* _課題 A_:
抜粋のうち、「その報告書は、敗戦の翌年、1」から「漢字撤廃 → ローマ字表記へのコースをどう進めるか、これを日本政府の実行力に期待するとしている。」までを、最後の語句も含めてそのまま書き出してください。
* _課題 B_:
抜粋によれば、敗戦後の日本で教育改革が特に大事だとされたのはなぜか。一〜三文で説明せよ。

* _文書の抜粋_:
══════════════════════════════
Posted on 2014年6月20日

日本は戦争に負けて、新憲法を初め、あらゆる改革を戦勝国、特にアメリカに押しつけられた。日本人を好戦的な、軍国主義の民族にしないために教育改革こそ大事だとされ、教育使節団がアメリカから派遣された。

 

その報告書は、敗戦の翌年、1946年4月7日にマッカーサーの声明を付して公表された。それを読むと、勧告は指示とか命令とかいった形ではなくて、日本人が自ら考え、討議し、判断し、新しい日本を創り上げていってほしいとの立場を取っているふうであった。

 

中でも日本語をどうするかは相当議論があり、裏では、難しい文字を使い、学習効率が悪く、世界とのコミュニケーションがうまくできず、軍国主義につながった元凶として、日本語を「悪魔のことば」と呼んだ委員もいたと言われる。

 

日本の国語の改革には極めて積極的で、何らかのローマ字表記は当然で、漢字制限 → 漢字撤廃 → ローマ字表記へのコースをどう進めるか、これを日本政府の実行力に期待するとしている。
══════════════════════════════
* _表示項目_:
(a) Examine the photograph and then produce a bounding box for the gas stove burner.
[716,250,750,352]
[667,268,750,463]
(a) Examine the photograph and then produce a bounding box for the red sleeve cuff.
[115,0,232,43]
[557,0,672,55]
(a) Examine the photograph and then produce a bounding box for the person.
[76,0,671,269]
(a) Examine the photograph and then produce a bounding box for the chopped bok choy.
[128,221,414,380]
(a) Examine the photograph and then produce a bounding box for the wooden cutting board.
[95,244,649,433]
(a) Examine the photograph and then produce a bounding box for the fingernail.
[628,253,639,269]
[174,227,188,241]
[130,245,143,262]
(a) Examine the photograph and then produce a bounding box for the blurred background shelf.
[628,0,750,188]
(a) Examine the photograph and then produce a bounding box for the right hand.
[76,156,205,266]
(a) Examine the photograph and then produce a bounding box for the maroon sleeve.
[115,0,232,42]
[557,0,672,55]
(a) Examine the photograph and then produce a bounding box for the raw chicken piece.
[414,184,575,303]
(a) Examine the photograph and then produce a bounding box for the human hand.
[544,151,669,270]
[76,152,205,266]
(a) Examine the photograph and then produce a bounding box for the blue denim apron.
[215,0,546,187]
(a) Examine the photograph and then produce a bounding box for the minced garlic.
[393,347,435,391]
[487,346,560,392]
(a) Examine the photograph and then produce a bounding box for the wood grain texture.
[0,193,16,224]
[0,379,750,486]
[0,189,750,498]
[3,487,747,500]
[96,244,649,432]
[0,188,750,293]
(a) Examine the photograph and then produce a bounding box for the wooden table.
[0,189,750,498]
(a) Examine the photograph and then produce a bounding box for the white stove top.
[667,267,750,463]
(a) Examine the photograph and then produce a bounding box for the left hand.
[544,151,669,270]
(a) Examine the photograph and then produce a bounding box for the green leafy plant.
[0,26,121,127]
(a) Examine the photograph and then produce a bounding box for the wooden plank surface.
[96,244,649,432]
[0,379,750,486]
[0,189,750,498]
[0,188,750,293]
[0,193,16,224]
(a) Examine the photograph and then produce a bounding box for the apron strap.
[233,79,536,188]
══════════════════════════════
* _解答欄 A_:
その報告書は、敗戦の翌年、1946年4月7日にマッカーサーの声明を付して公表された。それを読むと、勧告は指示とか命令とかいった形ではなくて、日本人が自ら考え、討議し、判断し、新しい日本を創り上げていってほしいとの立場を取っているふうであった。

 

中でも日本語をどうするかは相当議論があり、裏では、難しい文字を使い、学習効率が悪く、世界とのコミュニケーションがうまくできず、軍国主義につながった元凶として、日本語を「悪魔のことば」と呼んだ委員もいたと言われる。

 

日本の国語の改革には極めて積極的で、何らかのローマ字表記は当然で、漢字制限 → 漢字撤廃 → ローマ字表記へのコースをどう進めるか、これを日本政府の実行力に期待するとしている。

* _解答欄 B_:
日本人を好戦的な、軍国主義の民族にしないためである。そのために教育改革こそ大事だとされ、アメリカから教育使節団が派遣された。